### Text
Maintenance Treatment May Reduce Hospitalization in COPD

COPD-related costs reduced from therapies that treat moderate-to-severe COPD.

Chronic obstructive pulmonary disease (COPD) patients who required hospitalization or an emergency department (ED) visit for exacerbations saw significant reductions in COPD-related costs after receiving prompt initiation of maintenance treatment (MT) following hospitalization.

In the United States, it’s estimated that COPD has $75 billion in annual costs for a nationally representative population, and $15.7 billion for commercially insured patients. Direct health care costs account for 39% to 73% of these total costs, with hospitalization being a major part of it.

In fact, patients with COPD exacerbations have 10 times the annual health care costs as patients without exacerbations. According to the Global Initiative for Chronic Obstructive Lung Disease (GOLD) guidelines, a central component in managing patients with moderate-to-severe COPD are therapies, such as long-acting β2-agonists (LABAs), long-acting muscarinic antagonists (LAMAs), and inhaled corticosteroids (ICS).

Research has shown that the initiation of MT with these agents was beneficial for these patients, and reduced hospitalization and exacerbations. However, there has only been 1 empirical study to show the importance of MT initiation timing.

In the current study, the primary objective was to compare the impact of prompt versus delayed MT initiation following a COPD exacerbation that required hospitalization or an emergency department (ED) visit on COPD-related costs.

The observational cohort study used data from the retrospective databases called Truven Health MarketScan Commercial Claims and Encounters Database (commercial) and Medicare Supplemental and Coordination of Benefits Database (Medicare supplement). Researchers used patients with COPD exacerbations that resulted in hospitalization or ED visits.

The enrollment period was January 1, 2009 to June 30, 2012. In the study, the index date was defined as the date of the first hospital discharge or ED visit for COPD exacerbation.

### Material provided
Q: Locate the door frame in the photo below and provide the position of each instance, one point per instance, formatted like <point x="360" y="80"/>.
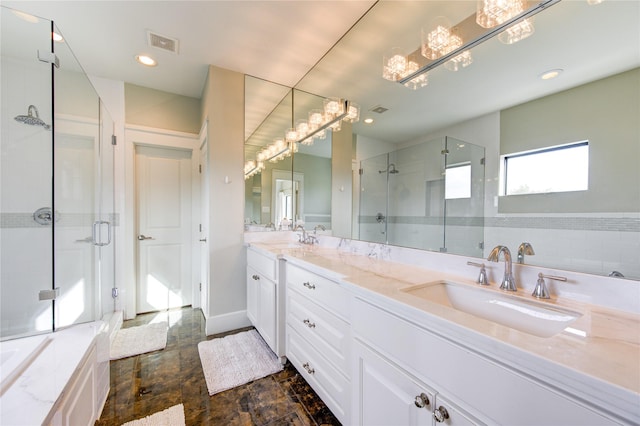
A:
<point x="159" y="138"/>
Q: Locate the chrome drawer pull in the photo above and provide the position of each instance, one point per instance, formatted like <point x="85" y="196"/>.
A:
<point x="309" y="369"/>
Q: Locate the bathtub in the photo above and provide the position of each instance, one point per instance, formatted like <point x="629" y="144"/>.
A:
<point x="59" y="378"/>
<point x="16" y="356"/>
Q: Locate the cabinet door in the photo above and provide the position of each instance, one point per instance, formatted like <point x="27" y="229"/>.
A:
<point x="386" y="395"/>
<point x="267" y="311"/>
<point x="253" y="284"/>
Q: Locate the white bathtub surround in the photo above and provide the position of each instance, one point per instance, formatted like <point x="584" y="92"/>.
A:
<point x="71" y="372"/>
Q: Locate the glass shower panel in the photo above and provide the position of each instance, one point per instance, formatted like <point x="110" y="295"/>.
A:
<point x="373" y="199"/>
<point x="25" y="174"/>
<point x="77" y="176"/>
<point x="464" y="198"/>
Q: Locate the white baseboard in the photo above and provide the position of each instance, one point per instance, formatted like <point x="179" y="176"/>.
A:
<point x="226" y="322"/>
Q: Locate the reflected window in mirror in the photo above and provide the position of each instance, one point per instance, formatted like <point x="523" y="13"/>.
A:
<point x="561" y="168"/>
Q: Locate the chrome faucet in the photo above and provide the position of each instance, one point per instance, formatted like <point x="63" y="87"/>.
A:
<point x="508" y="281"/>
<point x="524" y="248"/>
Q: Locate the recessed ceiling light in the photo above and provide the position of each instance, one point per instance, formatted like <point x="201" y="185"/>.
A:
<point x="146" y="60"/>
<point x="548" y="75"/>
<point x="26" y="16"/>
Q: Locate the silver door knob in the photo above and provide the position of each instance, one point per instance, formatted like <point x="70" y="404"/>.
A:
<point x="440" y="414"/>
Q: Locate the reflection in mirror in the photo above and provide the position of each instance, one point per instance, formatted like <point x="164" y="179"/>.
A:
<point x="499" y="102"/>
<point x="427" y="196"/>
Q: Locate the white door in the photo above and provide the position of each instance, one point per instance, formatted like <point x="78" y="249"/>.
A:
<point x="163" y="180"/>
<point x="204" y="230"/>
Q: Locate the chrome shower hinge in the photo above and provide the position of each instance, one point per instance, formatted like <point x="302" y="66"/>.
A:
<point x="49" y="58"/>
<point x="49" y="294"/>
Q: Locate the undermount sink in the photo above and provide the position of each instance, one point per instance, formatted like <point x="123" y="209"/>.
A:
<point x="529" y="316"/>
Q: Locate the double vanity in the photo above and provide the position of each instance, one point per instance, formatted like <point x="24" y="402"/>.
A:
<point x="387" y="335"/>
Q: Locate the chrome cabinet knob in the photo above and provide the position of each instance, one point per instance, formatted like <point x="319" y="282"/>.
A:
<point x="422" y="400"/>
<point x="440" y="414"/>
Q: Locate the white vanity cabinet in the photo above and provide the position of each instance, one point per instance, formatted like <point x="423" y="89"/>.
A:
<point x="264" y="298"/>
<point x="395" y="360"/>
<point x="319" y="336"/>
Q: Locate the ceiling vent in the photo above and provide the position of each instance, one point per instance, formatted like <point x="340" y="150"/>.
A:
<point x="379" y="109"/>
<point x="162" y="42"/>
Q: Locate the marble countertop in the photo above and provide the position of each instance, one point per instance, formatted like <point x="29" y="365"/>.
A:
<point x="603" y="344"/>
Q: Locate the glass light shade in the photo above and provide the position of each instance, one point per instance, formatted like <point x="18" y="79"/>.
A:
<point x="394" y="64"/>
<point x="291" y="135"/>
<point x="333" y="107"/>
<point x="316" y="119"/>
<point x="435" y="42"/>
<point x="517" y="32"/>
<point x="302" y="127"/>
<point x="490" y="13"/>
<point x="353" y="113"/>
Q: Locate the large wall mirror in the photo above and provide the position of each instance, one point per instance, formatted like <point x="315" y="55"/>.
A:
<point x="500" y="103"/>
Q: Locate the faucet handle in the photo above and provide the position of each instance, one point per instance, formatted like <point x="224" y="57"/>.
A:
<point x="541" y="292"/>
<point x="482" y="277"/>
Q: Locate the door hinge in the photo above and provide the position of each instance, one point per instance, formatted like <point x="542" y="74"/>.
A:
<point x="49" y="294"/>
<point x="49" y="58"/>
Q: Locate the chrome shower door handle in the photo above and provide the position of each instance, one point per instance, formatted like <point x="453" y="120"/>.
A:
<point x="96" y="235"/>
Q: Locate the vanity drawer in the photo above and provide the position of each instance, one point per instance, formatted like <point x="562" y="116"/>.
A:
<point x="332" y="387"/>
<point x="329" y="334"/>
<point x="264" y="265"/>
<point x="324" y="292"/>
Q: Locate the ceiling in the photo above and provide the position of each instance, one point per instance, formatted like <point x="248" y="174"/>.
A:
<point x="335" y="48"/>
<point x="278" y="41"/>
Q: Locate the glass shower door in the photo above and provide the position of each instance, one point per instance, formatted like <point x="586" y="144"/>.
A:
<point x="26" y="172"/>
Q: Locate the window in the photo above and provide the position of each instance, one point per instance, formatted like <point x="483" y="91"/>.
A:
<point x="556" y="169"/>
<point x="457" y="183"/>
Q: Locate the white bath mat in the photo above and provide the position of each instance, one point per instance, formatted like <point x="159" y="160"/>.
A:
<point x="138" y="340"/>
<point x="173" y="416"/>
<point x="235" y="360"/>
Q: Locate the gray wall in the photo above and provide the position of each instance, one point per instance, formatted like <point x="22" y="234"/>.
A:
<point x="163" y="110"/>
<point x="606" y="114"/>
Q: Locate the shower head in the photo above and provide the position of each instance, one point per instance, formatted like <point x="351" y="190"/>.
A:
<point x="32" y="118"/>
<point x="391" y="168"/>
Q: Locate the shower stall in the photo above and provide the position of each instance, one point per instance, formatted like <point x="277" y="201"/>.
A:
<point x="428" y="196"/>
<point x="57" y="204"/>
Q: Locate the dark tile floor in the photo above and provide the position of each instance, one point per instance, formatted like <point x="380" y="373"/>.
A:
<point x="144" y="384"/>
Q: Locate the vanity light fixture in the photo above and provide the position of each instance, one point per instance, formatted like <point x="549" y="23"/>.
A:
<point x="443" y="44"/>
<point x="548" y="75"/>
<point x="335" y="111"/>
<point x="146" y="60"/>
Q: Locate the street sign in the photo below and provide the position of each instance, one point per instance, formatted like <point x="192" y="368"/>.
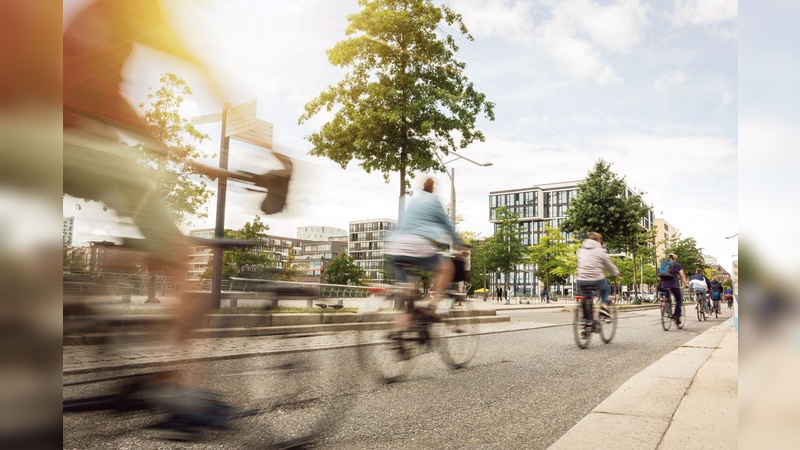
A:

### Study questions
a – Could you set down everything in the COPD text from "In the current" down to "for COPD exacerbation."?
b – How would this sentence from the COPD text read in Spanish: "In fact, patients with COPD exacerbations have 10 times the annual health care costs as patients without exacerbations."

### Task-by-task outputs
a –
In the current study, the primary objective was to compare the impact of prompt versus delayed MT initiation following a COPD exacerbation that required hospitalization or an emergency department (ED) visit on COPD-related costs.

The observational cohort study used data from the retrospective databases called Truven Health MarketScan Commercial Claims and Encounters Database (commercial) and Medicare Supplemental and Coordination of Benefits Database (Medicare supplement). Researchers used patients with COPD exacerbations that resulted in hospitalization or ED visits.

The enrollment period was January 1, 2009 to June 30, 2012. In the study, the index date was defined as the date of the first hospital discharge or ED visit for COPD exacerbation.

b – De hecho, los pacientes con exacerbaciones de la EPOC tienen costos anuales de atención médica 10 veces mayores que los pacientes sin exacerbaciones.